Natural populations are composed of individuals that are distributed over geographical space. Therefore, with limited migration, mating occurs more frequently among individuals that are close to each other than among those that are far apart on the space. This geographic structure is often reduced to a simple demographic model in which a number of small populations (or demes), each of which is panmictic, are connected to each other by limited migration (Wright 1940). In this model, a proportion m of individuals in a deme is replaced by migrants from other demes each generation. A fundamental result of spatial population genetics is that, if m is sufficiently large so that Nm > 1 where N is the population size of a deme, neutral genetic variation is homogenized over the entire system of connected demes at equilibrium under mutation–drift–migration balance (Slatkin 1987). Therefore, even when a population has a clear geographic structure (m << 0.5), its pattern of polymorphism at many neutral markers may not deviate from that under panmixia. In this case, modeling a natural population to be panmictic would not cause much problem.

However, if an evolutionary process occurs at a timescale that is much shorter than that of the neutral coalescent, limited migration may lead to a heterogeneous footprint of the process over geographic space. The spread of a beneficial mutation is a case of such fast evolutionary change. Let the frequency of a new beneficial mutation initially increase by a factor of 1 + s per generation in a local deme. Then, its spread to the entire population will be limited by migration if m < s, regardless of the value of Nm. Namely, the geographical structure of natural populations is expected to cause the allele frequency trajectory of a beneficial allele to deviate from that in a panmictic population. Then, the hitchhiking effect of the beneficial mutation spreading over a subdivided population may be different from that in a panmictic population. For example, Barton (2000) predicted that a beneficial mutation spreading over a geographic distance will produce a weaker hitchhiking effect because the time taken for the mutation to reach fixation is longer compared to the case of panmixia.

- **WHAT IS NEEDED**
Condense the paragraph beginning "However, if an evolutionary process" from the passage on population structure into a short bulleted list that keeps its main facts. The items that follow are independent of the passage on population structure.

- **Phrase grounding data**
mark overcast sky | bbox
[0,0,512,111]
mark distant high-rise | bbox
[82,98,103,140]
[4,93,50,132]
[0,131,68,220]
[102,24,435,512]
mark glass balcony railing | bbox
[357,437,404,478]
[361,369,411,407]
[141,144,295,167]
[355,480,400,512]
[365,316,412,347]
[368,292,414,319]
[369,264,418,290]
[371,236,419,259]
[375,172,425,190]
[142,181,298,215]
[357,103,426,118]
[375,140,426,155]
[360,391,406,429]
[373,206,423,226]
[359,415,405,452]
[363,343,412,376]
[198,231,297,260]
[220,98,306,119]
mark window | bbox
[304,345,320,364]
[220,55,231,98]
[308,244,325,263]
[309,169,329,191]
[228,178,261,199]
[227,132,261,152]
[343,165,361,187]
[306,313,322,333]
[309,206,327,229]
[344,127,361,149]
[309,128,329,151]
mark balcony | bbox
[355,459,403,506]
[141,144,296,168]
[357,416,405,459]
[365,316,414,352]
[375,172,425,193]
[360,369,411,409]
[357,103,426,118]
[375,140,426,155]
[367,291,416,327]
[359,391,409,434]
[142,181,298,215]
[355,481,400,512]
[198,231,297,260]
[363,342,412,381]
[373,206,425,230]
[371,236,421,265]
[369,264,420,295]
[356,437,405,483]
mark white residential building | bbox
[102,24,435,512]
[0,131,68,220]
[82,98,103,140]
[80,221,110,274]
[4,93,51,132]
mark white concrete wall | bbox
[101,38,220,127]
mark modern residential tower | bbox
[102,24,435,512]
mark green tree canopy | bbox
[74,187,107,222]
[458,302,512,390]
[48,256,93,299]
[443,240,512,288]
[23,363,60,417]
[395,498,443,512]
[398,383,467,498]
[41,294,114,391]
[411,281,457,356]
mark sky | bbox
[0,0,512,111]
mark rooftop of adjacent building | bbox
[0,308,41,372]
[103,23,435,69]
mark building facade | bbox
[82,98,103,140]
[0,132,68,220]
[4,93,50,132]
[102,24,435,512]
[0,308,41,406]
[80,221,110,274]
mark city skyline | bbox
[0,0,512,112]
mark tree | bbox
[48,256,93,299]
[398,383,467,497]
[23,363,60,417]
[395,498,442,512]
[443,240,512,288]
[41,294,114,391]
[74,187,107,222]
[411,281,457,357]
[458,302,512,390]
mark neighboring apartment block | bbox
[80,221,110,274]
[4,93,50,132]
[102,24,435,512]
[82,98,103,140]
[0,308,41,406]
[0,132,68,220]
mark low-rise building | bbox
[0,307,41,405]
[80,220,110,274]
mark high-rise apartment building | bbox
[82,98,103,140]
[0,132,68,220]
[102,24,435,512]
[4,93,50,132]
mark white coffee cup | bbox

- **PROBLEM SOLUTION**
- If an evolutionary process unfolds much faster than the neutral coalescent, limited migration can leave a geographically uneven footprint of that process.
- The spread of a beneficial mutation is one such fast change. If its frequency first rises by a factor of 1 + s per generation in a local deme, migration limits its spread to the whole population whenever m < s, regardless of Nm.
- Geographic structure is therefore expected to make the beneficial allele's frequency trajectory differ from that in a panmictic population. Its hitchhiking effect may differ as well.
- Barton (2000) predicted a weaker hitchhiking effect for a mutation spreading over geographic distance, because it takes longer to reach fixation than under panmixia.